Your objective:
According to the NSPICE documentation, why do resonant circuits normally avoid the problem caused by fixed timesteps? Explain in one to three sentences.

Given passage:
Subject: NSPICE Documentation
Revision: 0.1
Date: Jan 17, 1998
Update: May 3, 1998, added screenshot NSPICEAC
Update: June 27, 1998, added archive for NSPICEAC (executable NT version)
Author: Marcel Hendrix

NSPICE, a Forth Package to Simulate Electronic Circuits

Demo

Get NSPICEAC here (nspiceac.zip 280K). NSPICEAC is a version of NSPICE only fit for AC analysis of (simple) circuits. It demonstrates the main features of NSPICE, among them production-quality graphics and printing. All of Forth's power can be used in entering circuit descriptions.

Introduction

NSPICE is Not SPICE.

NSPICE is to SPICE what Forth is to C. That is, NSPICE is a personalized tool to explore a limited area of the circuit simulation field: off-line switched-mode power supply design for gas-discharge lamps. (If your interests lie elsewhere, read on). The picture below shows the typical screen layout for NSPICEAC, a variant of NSPICE designed to draw schematics and calculate AC responses. The general NSPICE is designed for TRAN calculations, but its GUI is not ready yet. (Screenshot created with nspiceac.frt, iForth NT vsn 2.0)
nspiceac.gif 39kB Power supply design for gas-discharge lamps is a notoriously difficult area because of the very wide range of time constants involved (mains: 20ms, rectifier-smoother: 200ms, switches 10us - 200ns, lamp 30ms - 10min). The idea is that we can gain simulation speed by trading in generality for simplicity. Speed is enormously important for the considered applications, as is uniform convergence. A breakthrough is needed to enable Monte Carlo or DOE (Design Of Experiments) techniques to be applied in this area.

NSPICE doesn't use variable timesteps. The assumption (to be verified) is that these slow down switching circuits:

However, with fixed timesteps it is necessary to synchronize switch transitions with timesteps, to prevent excessive error as described in, e.g., "Behavior-Mode Simulation of Power Electronic Circuits", H. Jin, IEEE Transactions on Power Electronics, Vol 12, no 3, May 1997. There is a problem when the current through a switch reverses. This is a process that by definition can't be synchronized. It is obvious that in essence this is equivalent to the sampling problem in digital filters with feedback. The problem can be reduced by reducing the timestep, but smarter, i.e less costly, algorithms might be possible. Note that resonant circuits normally don't have this problem (all discontinuities in voltages and currents appear at the switching instants), but DC-DC converters with a discontinuous mode cycle-part do suffer (as do power-feedback circuits).

The most popular remedy found in literature is interpolating all state variables back to the point where a current zero-crossing appears and restart from that point in time. This effectively "pretends" that the next timestep appears at the zero-crossing exactly, and prevents accumulating non-linear error at the cost of a small discontinuity on the time-axis. I have implemented this in the current release of NSPICE, but the effect is (disappointingly) minor.

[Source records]

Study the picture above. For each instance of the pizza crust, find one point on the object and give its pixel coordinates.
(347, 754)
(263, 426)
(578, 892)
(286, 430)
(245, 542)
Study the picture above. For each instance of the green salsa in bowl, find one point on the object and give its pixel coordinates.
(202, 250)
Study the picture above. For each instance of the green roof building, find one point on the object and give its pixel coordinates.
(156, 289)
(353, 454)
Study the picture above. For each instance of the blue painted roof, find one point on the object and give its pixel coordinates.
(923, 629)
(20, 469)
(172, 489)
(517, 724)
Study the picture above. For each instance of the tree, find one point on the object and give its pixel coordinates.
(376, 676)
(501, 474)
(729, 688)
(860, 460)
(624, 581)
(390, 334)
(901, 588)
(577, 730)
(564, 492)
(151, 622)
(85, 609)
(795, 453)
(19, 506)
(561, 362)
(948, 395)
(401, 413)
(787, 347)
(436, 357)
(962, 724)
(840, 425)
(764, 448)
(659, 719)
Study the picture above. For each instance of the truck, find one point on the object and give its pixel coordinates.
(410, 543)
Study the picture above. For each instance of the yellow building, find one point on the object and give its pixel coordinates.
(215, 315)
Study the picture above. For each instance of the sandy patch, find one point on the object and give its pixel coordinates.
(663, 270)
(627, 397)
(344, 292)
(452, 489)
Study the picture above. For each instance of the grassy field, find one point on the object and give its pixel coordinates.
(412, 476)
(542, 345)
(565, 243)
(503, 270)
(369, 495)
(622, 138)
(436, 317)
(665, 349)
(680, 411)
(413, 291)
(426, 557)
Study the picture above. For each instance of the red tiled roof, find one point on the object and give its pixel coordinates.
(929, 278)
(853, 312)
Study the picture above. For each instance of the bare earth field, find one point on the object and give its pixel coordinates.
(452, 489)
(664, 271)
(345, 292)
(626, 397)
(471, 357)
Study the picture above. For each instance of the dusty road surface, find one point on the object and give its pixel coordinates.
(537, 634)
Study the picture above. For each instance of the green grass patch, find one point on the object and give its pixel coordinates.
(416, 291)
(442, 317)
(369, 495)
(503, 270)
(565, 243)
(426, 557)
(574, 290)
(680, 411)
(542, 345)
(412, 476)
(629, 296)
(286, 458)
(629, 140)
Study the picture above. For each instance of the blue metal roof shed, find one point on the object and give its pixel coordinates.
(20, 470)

Result of the task:
In resonant circuits, all discontinuities in voltages and currents appear at the switching instants, and switch transitions can be synchronized with the fixed timesteps. The problem comes from current reversing through a switch, which by definition can't be synchronized.